• [WORK TO COMPLETE]:
1) Return the passage of the post about trans women at work from "That's it. That's" up to and including "flamin' stick, too.", word for word.
2) According to the post about trans women at work, how much less likely were trans applicants to be hired in the New York City blind study?
3) Extend the post about trans women at work, picking up after its last sentence.

-- TEXT EXCERPT start --

But where's your dividing line, Barney? At what point do you say: "This guy doesn't look nearly feminine enough to be considered a woman, so he shouldn't be allowed to use the ladies room." Too masculine of a face? (FFS and laser/electro is fiendishly expensive. Trust me, I speak from experience.) Big, bulky masculine frame and size? (Can't do much about that. None of us can.) Deep voice? (see above. Voice lessons are expensive, too.) Simply not feminine enough?

Aha. Now we come to the meat of it.

Let's put this into a male perspective, shall we? If you're a male job recruiter or a male supervisor, whether you're willing to admit it or not--and there are an astonishing number of men who will admit this--your approval of anyone's femininity is based on one simple rule of thumb:

Is she fuckable?

That's it. That's all.

I can hear the screaming in the back: "Not true! It's all about the background and experience!"

Crap. NYC has had an ENDA law on the books for almost a decade now. They just did a blind study to determine whether a job applicant is less likely to be hired if he/she presents as trans in the interview or in any face-to-face encounter. They found that trans folk were sixty percent less likely to be hired.

Well, I suppose that's better than one hundred percent.

Then again, it's better than a poke in the eye with a flamin' stick, too.

Fuckability is about the only criteria a male uses in determining a woman's worth. He doesn't consider her mind, her talents or skills and he damn sure doesn't consider her worth as an employee. Instead, he considers what she would look like with no panties and her heels in the air.

And if he thinks she's got the wrong kind of plumbing down there, he's not going to hire her, even if it's just running a friggin' cash register.

Let's take my experience as an out trans woman on the job, going on almost two years now. (Yes, take it, please, because it pretty much sucks...) I work for a guy who considers himself extremely liberal. He thinks he's liberal, in the way that Barney Frank thinks he's liberal: he's willing to extend privilege and rights to those he thinks deserve it, but he's savvy enough to realize that he's not bound to a moral or ethical code which demands that he do so.

So he cheats, my boss does. He lets other people harass me. He lets the customers assault me verbally and sometimes physically. His supervisors approve. They don't want me there, either, mostly because they expect me to endure the abuse or, hopefully, quit out of sheer disgust and frustration and fear for my own safety.

-- TEXT EXCERPT end --
-- RECORDED DATA start --

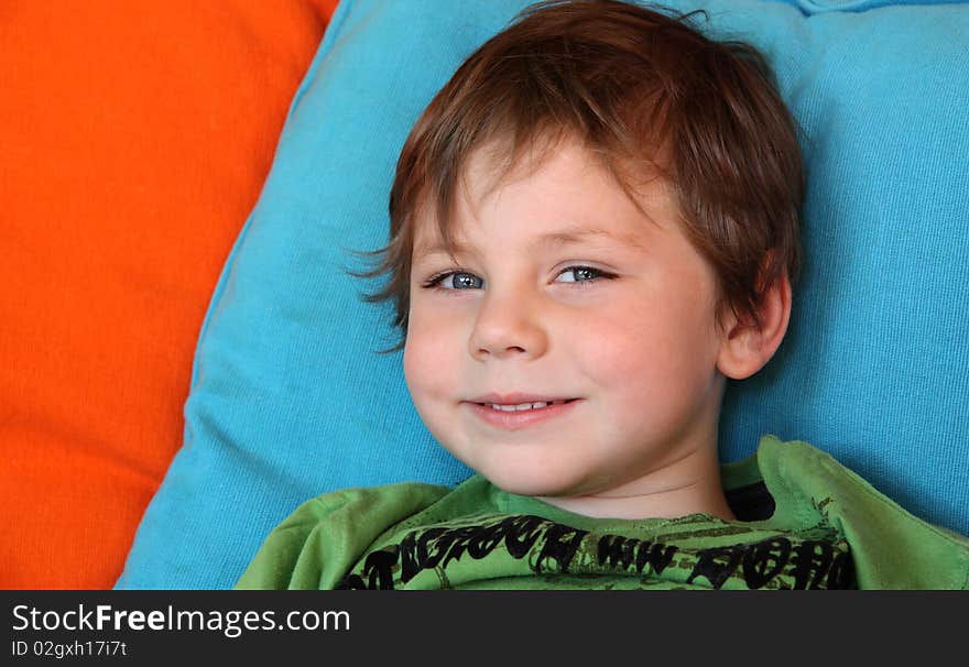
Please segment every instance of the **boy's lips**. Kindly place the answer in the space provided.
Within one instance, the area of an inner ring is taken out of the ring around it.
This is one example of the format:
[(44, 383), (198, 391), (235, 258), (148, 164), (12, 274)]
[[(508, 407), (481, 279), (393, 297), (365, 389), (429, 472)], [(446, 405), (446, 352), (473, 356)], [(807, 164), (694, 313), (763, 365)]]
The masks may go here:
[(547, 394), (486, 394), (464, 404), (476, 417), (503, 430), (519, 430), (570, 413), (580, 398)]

-- RECORDED DATA end --
-- RECORDED DATA start --

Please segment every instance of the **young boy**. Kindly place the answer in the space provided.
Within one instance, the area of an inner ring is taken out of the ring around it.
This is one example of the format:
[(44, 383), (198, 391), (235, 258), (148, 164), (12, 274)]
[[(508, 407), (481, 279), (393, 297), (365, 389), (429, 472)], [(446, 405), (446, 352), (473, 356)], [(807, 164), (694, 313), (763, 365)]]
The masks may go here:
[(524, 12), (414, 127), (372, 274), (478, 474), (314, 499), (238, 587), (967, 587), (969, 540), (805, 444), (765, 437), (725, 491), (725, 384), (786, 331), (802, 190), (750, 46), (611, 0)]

-- RECORDED DATA end --

• [REPLIES]:
1)
That's it. That's all.

I can hear the screaming in the back: "Not true! It's all about the background and experience!"

Crap. NYC has had an ENDA law on the books for almost a decade now. They just did a blind study to determine whether a job applicant is less likely to be hired if he/she presents as trans in the interview or in any face-to-face encounter. They found that trans folk were sixty percent less likely to be hired.

Well, I suppose that's better than one hundred percent.

Then again, it's better than a poke in the eye with a flamin' stick, too.

2) Sixty percent less likely.

3)
But that doesn't stop my boss from gathering information for eventual termination. I'm willing to bet that they started that the second I informed the HR department that I intended to transition.

That's what I get for trusting a charity to honor my individuality and respect my rights.

I'm probably going to be fired within a few months. My co-workers, most of whom are women, are reaching a break point with me. Most of them have complained loudly about me using the ladies room, not working as hard as they do, and, most important; not knowing instinctively what women do while working in that particular environment.

Really.

Want to hear what both of the lead cashiers have said about me? (When they thought I wasn't present. I'm paraphrasing both.) "Well, if he was really a woman, we wouldn't have to explain it to him!"

(I should have butted in right there with one of my patented job-destroying comments but I didn't. Instead, I hurried into the back room because it was suddenly very difficult to see. Something in my eye...)

Both lead cashiers are very attractive women. One is extremely resentful of me and complains about me on a daily basis. How do I know this? The boss let it slip during a 'counseling' session and I think he kinda regrets it.

They're both good-looking women. I have no doubt what my boss sees when he looks at them. I also have no doubt what he sees when he looks at me.

I'm not fuckable. Not by cis-male standards.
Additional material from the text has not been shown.